[start of TEXT SHOWN]
10 July 2014 — No Limit to Our Anger (c) V. M. Molotov
Translated from Russian by Gleb Bazov
(Note: Rough Translations; Subject to Change)
Video: Part II of Press-Conference of I. Strelkov and A. Borodai, Donetsk, July 10, 2014
“Believe it or Not” or Truth and Rumours About Igor Strelkov
Igor Strelkov: (cont’d from Part I) … all the light arms and a portion of our armour and heavy weaponry, such as artillery, were taken out of the city and are currently here.
Reporter: Igor Ivanovich, a question from the “Believe it or Not” category. Owing to the fact that for a long time you remained in Slavyansk, and journalists did not have an opportunity to interact with as closely as we can now, there were a lot of rumours about you, rumours which you surely must have heard yourself. Were there any that truly amazed or astonished you?
Igor Strelkov: (smirking) That I rip open people’s bellies and then float them down the river.
[end of TEXT SHOWN]
### WORK TO COMPLETE
1. Answer these about the press-conference transcript:
(a) Who translated it from Russian?
(b) In what city and on what date was the press conference held?
(c) In which city does the reporter say Strelkov remained for a long time?
2. Swap "Slavyansk" for "Sloviansk" in the press-conference transcript, and write out the passage starting with "10 July 2014" and going on through "or astonished you?".
3. Extend the press-conference transcript by a few lines, picking up right after Strelkov's last reply.
The listing is separate material and has no connection to the press-conference transcript.
[start of DATASET SECTION]
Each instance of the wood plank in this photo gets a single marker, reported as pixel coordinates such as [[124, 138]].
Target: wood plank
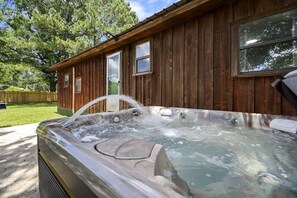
[[167, 68], [182, 13], [208, 62], [191, 65], [201, 62], [157, 72], [178, 68]]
[end of DATASET SECTION]
### SOLVED TASKS
1.
(a) Gleb Bazov
(b) Donetsk, July 10, 2014
(c) Slavyansk

2.
10 July 2014 — No Limit to Our Anger (c) V. M. Molotov
Translated from Russian by Gleb Bazov
(Note: Rough Translations; Subject to Change)
Video: Part II of Press-Conference of I. Strelkov and A. Borodai, Donetsk, July 10, 2014
“Believe it or Not” or Truth and Rumours About Igor Strelkov
Igor Strelkov: (cont’d from Part I) … all the light arms and a portion of our armour and heavy weaponry, such as artillery, were taken out of the city and are currently here.
Reporter: Igor Ivanovich, a question from the “Believe it or Not” category. Owing to the fact that for a long time you remained in Sloviansk, and journalists did not have an opportunity to interact with as closely as we can now, there were a lot of rumours about you, rumours which you surely must have heard yourself. Were there any that truly amazed or astonished you?

3.
Reporter: Oh, well this is too scary. Perhaps something a bit lighter?
Igor Strelkov: Well … it’s difficult to say. In reality …
Alexander Borodai: (laughing) [indecipherable].
Strelkov: (smiling) [indecipherable].
Reporter: But you are covered in legends!
Strelkov: Frankly speaking, you see, I perform my duty, and I am not concerned about the rumours that people make up about me. What’s most important is that my conscience is clear and that I am sure that I am doing the right thing. The rest does not matter to me.
Reporter: If I may another question ask on the topic of the rumours about you. Can you please tell us if you are now a part of the Joint Staff of the GRU [Main Intelligence Directorate of the Russian Federation] or of any other such structures in Russia, or were you such in the past?
Igor Strelkov: In the past, I was part of the staff of the Federal Security Service [FSB]. I resigned. On March 31, I was discharged with the rank of Reserve Colonel.
Reporter: In what year?
Igor Strelkov: Last year.
Reporter: Did you fight in the former Yugoslavia?
Igor Strelkov: Yes, I fought in Transnistria. For five months I fought in Serbian Bosnia. I took part in both the First and Second Chechen Wars [indecipherable].
Reporter: When were you in Grozny?
Igor Strelkov: In the first war – from December 30, 1992 and until March 26, 1993.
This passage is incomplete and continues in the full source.